(Dataset records)
/---
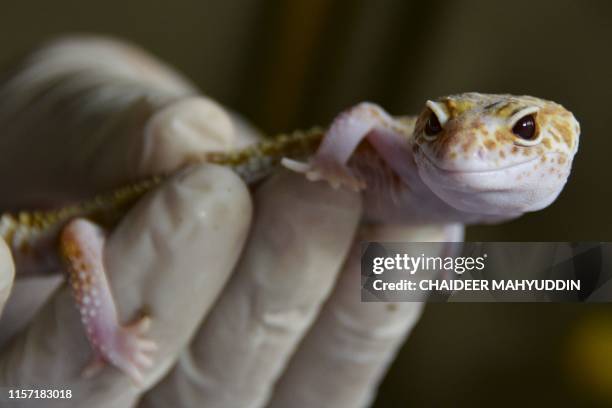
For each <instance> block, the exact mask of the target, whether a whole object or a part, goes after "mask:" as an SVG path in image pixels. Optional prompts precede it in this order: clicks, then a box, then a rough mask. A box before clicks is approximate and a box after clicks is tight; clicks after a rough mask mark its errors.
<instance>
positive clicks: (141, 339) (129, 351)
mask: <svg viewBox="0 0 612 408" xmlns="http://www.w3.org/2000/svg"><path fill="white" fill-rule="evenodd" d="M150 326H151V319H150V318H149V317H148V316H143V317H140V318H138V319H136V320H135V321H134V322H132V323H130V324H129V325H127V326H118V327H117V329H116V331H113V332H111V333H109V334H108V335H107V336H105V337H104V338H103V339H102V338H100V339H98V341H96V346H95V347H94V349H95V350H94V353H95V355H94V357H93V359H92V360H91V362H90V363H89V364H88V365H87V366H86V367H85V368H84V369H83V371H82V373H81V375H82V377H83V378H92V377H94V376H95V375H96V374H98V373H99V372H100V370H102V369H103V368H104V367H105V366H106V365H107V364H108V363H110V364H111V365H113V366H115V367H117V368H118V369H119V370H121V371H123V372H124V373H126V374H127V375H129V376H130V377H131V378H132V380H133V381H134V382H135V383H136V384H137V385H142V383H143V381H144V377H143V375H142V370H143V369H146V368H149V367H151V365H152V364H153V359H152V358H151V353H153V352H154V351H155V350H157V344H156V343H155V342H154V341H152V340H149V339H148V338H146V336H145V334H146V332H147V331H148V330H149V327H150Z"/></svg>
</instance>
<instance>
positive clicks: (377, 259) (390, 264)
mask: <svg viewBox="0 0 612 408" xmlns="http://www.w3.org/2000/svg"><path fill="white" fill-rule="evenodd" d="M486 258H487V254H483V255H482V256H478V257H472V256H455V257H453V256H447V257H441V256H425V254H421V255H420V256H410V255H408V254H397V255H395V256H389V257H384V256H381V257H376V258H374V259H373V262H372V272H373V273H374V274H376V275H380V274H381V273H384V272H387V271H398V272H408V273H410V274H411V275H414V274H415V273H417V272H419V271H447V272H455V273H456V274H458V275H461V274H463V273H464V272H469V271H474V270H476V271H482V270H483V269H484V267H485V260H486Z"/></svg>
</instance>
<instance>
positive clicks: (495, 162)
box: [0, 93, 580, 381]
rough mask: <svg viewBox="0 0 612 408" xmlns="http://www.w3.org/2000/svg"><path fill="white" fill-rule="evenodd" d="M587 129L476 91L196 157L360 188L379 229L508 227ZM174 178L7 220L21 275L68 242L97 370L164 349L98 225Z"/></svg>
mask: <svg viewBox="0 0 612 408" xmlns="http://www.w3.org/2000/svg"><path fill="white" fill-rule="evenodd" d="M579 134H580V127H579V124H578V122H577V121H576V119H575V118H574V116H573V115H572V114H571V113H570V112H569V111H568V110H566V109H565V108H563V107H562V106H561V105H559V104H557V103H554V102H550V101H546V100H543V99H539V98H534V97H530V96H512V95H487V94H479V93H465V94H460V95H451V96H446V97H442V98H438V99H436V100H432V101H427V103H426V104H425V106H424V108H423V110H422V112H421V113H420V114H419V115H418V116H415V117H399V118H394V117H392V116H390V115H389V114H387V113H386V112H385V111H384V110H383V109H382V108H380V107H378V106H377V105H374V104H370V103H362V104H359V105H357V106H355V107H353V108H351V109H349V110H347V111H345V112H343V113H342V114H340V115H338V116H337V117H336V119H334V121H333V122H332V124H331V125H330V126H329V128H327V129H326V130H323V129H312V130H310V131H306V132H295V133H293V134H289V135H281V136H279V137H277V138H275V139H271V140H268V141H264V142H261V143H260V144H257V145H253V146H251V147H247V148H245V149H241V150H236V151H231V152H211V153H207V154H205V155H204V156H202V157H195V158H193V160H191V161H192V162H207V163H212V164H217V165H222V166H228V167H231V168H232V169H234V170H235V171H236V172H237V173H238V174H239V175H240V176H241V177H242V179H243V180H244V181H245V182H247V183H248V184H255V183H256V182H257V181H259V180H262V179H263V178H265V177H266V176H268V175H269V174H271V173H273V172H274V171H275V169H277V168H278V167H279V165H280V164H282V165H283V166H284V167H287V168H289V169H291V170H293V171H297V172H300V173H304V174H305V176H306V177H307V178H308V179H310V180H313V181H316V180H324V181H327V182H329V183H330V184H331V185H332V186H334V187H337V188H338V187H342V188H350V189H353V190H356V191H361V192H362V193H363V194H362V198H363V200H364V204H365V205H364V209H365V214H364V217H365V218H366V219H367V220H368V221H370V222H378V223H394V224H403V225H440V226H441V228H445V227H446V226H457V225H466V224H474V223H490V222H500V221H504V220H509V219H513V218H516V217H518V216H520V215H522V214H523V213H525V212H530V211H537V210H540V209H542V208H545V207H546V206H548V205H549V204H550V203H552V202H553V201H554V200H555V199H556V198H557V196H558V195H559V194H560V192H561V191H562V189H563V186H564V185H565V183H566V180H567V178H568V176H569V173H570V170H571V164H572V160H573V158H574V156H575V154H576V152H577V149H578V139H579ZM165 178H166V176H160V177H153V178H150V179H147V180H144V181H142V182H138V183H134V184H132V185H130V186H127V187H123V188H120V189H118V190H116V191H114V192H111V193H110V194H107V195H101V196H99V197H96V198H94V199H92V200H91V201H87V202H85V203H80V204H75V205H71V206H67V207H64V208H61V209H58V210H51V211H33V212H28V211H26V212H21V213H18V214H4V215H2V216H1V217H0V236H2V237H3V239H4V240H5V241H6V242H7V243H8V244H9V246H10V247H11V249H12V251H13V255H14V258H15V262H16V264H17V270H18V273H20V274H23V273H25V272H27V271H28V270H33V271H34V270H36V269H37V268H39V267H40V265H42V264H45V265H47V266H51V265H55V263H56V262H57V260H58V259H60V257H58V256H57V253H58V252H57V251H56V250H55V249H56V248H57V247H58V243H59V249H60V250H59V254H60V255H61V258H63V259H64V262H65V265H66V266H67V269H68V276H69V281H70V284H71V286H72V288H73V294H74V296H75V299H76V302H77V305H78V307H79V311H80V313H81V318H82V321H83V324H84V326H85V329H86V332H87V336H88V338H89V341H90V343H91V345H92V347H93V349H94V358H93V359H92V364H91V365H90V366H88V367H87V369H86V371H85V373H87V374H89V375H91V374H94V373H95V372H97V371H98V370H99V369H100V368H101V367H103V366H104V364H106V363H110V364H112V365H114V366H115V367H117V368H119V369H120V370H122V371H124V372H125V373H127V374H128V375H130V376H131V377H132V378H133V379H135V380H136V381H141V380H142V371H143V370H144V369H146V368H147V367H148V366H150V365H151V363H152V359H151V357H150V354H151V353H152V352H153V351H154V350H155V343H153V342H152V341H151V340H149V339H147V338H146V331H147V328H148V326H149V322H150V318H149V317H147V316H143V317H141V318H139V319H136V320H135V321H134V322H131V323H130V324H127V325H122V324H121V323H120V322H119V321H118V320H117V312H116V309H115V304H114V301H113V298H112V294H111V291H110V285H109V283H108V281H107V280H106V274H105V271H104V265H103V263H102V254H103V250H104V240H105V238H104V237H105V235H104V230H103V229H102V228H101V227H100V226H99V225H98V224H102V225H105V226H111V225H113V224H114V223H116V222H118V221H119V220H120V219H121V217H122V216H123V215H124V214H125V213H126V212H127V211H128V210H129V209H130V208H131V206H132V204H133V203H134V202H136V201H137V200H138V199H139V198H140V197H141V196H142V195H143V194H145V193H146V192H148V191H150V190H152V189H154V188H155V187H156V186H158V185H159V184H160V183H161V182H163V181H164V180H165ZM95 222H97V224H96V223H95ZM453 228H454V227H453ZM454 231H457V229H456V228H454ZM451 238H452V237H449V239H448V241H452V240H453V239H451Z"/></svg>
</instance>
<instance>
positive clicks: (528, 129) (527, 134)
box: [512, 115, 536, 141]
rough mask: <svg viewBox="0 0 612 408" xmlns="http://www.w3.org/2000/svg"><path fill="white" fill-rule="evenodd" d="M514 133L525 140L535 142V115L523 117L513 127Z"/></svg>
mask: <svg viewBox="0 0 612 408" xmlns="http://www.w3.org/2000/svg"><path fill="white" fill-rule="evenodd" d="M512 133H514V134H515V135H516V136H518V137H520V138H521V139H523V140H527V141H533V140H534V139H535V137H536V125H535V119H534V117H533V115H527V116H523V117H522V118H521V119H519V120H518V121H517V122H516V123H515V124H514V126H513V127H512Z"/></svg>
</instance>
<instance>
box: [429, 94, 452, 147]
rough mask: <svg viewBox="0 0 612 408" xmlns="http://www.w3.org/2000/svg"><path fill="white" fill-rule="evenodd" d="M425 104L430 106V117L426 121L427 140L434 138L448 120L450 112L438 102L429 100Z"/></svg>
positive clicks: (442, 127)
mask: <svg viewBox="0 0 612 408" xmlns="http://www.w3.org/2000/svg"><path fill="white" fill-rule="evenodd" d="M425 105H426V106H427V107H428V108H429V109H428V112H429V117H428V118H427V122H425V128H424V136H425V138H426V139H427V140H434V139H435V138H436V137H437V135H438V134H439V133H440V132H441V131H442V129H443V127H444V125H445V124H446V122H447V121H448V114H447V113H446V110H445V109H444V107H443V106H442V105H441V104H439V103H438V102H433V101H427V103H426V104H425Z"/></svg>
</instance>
\---
WHAT IS NEEDED -
Nothing but the lines from the one with "box: [429, 94, 452, 147]" through the final line of the data belongs in the answer, and they must match exactly.

RESPONSE TO THE EXERCISE -
box: [429, 94, 452, 147]
rough mask: <svg viewBox="0 0 612 408" xmlns="http://www.w3.org/2000/svg"><path fill="white" fill-rule="evenodd" d="M425 104L430 106V117L426 121L427 140L434 138L448 120L450 112L438 102L429 100Z"/></svg>
positive clicks: (442, 127)
mask: <svg viewBox="0 0 612 408" xmlns="http://www.w3.org/2000/svg"><path fill="white" fill-rule="evenodd" d="M425 105H426V106H427V107H428V108H429V109H428V112H429V117H428V118H427V122H425V128H424V136H425V138H426V139H427V140H434V139H435V138H436V137H437V135H438V134H439V133H440V132H441V131H442V129H443V127H444V125H445V124H446V122H447V121H448V114H447V113H446V110H445V109H444V107H443V106H442V105H441V104H439V103H438V102H433V101H427V103H426V104H425Z"/></svg>
</instance>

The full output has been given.